Written exercise -
Select each row below that contains the word "entry", and copy those rows.

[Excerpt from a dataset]
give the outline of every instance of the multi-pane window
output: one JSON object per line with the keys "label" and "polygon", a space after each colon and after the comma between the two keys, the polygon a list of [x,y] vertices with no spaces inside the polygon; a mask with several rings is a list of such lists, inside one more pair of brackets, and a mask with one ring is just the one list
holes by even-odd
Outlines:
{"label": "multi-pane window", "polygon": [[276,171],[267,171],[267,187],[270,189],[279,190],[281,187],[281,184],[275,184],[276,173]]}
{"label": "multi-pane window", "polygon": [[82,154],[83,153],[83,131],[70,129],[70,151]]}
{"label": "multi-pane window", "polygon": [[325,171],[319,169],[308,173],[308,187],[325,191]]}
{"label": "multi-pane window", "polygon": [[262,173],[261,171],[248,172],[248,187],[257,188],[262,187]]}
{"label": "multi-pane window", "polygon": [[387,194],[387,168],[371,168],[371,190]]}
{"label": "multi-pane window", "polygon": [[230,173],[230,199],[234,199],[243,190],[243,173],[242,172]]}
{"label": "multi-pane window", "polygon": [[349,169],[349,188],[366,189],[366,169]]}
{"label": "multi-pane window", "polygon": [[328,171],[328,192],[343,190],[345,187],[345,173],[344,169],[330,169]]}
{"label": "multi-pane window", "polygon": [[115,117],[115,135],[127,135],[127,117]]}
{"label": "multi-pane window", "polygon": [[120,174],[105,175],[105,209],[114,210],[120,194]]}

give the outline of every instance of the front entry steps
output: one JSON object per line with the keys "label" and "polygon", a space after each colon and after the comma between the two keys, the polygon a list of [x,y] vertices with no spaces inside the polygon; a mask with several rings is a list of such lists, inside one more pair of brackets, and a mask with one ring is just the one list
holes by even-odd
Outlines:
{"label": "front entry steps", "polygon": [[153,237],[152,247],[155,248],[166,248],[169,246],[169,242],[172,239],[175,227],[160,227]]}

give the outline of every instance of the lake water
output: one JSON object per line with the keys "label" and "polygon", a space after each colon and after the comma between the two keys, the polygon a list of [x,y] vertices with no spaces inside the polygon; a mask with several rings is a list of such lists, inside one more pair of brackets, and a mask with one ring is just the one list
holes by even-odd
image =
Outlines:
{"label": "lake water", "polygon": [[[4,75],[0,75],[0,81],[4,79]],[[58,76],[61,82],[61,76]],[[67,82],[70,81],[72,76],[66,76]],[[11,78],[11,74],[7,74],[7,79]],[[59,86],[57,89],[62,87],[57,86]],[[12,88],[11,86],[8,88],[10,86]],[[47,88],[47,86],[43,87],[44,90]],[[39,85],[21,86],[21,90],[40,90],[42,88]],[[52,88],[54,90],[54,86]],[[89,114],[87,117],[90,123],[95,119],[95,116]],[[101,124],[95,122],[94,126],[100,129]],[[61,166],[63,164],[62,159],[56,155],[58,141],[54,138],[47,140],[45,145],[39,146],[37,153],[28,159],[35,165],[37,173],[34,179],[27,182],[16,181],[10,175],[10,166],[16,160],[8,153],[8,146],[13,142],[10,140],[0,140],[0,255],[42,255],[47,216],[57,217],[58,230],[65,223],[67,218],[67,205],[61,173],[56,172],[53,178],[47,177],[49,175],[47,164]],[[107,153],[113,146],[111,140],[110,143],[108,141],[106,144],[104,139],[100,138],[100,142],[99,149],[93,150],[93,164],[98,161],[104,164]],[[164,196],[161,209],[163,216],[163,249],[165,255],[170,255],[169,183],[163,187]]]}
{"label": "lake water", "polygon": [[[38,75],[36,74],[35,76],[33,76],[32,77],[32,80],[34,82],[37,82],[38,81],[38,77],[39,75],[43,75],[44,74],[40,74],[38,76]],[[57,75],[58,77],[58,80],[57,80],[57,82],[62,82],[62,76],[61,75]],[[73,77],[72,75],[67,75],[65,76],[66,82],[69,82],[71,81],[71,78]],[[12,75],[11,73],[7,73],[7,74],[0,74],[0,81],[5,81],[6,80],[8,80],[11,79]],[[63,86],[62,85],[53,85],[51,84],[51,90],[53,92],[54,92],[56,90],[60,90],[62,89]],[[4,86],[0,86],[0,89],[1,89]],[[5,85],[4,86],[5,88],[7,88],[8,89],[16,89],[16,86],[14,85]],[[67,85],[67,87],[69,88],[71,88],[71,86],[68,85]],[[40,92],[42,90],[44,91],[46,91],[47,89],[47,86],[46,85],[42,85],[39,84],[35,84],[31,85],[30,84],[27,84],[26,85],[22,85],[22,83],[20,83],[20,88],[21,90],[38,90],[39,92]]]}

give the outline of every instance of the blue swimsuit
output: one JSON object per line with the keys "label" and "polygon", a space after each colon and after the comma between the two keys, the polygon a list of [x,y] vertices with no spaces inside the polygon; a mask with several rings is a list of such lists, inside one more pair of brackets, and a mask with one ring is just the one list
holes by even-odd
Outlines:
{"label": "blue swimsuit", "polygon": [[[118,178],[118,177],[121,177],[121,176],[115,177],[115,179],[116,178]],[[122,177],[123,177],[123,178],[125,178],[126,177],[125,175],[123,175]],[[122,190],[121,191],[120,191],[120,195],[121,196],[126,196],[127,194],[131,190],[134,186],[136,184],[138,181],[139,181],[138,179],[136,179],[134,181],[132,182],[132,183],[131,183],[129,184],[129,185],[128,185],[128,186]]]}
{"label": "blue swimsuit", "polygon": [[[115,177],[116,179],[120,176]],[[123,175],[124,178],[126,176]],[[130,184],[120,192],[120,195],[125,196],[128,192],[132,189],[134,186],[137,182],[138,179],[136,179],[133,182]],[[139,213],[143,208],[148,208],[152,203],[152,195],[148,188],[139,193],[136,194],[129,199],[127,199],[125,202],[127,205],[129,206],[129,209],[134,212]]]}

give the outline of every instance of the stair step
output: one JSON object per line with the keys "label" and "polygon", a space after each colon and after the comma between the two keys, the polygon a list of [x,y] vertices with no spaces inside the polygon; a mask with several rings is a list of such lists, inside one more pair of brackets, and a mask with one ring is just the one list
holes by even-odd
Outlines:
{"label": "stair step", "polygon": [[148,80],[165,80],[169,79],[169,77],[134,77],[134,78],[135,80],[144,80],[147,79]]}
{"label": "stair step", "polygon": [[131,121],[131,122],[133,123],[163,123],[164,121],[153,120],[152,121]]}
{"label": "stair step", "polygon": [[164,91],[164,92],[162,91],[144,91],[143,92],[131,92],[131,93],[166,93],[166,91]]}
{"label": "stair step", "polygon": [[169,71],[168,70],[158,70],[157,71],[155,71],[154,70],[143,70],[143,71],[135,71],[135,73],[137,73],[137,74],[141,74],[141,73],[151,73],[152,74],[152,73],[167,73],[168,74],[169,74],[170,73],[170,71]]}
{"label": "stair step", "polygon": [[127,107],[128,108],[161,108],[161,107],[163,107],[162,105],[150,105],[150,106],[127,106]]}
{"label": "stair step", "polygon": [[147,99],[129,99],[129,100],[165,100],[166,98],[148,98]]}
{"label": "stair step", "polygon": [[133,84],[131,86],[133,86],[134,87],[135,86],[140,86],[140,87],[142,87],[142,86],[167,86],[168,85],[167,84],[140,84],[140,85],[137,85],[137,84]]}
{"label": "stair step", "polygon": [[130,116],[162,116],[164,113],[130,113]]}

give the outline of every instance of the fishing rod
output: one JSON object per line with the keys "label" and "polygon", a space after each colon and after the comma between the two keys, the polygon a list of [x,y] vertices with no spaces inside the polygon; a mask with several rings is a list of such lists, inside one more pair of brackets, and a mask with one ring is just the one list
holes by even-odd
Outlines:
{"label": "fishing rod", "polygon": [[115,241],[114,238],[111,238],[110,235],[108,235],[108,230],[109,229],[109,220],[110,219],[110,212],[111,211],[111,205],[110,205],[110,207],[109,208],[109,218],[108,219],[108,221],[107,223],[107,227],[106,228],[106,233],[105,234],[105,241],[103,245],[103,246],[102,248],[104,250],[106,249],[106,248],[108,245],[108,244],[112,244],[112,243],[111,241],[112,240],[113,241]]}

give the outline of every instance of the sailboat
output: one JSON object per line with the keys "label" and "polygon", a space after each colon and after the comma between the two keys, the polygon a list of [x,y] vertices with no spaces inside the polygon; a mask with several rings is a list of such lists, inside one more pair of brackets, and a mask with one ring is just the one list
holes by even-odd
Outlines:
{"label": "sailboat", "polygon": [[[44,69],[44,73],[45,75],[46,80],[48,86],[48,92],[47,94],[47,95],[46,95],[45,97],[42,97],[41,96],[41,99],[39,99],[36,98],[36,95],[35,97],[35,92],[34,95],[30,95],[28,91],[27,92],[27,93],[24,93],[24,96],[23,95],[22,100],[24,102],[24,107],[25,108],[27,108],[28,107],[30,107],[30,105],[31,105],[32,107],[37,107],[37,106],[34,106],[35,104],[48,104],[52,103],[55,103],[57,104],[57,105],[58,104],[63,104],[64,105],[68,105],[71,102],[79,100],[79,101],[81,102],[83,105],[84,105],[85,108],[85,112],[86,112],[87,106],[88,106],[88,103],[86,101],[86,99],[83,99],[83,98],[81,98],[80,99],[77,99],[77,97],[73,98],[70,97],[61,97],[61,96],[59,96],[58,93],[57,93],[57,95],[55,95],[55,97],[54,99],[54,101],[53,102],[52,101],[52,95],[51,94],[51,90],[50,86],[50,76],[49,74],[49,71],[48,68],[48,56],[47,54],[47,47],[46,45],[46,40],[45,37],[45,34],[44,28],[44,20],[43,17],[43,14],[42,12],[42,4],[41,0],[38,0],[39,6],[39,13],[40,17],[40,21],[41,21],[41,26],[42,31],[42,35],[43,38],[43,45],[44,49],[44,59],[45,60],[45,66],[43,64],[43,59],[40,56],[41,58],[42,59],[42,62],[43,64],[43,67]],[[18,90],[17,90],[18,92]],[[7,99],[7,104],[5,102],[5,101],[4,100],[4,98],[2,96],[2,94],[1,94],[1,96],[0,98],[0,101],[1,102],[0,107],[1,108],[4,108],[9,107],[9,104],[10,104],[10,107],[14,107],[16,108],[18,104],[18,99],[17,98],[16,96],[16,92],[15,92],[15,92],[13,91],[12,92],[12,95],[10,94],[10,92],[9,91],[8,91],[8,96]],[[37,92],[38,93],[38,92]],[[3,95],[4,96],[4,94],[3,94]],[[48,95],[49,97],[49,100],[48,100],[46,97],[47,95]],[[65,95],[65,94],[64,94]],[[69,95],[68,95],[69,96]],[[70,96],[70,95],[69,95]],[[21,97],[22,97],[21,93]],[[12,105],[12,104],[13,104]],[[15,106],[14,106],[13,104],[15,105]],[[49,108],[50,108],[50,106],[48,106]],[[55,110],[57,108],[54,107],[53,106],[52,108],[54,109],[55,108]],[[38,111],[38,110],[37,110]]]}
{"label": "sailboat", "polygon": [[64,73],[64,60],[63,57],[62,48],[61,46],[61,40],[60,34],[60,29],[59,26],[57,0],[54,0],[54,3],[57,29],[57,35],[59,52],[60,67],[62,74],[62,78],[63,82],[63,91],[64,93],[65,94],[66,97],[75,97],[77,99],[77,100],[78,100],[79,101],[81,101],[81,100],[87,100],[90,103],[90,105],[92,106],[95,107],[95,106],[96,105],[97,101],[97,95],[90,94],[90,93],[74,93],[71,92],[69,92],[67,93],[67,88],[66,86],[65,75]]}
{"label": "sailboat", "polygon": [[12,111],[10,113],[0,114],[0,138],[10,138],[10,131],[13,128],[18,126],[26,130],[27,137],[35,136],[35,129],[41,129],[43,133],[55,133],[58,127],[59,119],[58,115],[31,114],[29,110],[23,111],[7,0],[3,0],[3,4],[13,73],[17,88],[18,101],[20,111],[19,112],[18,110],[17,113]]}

Reply -
give the outline of every instance of the front entry steps
{"label": "front entry steps", "polygon": [[153,237],[152,247],[155,248],[166,248],[169,246],[169,242],[172,239],[175,227],[160,227]]}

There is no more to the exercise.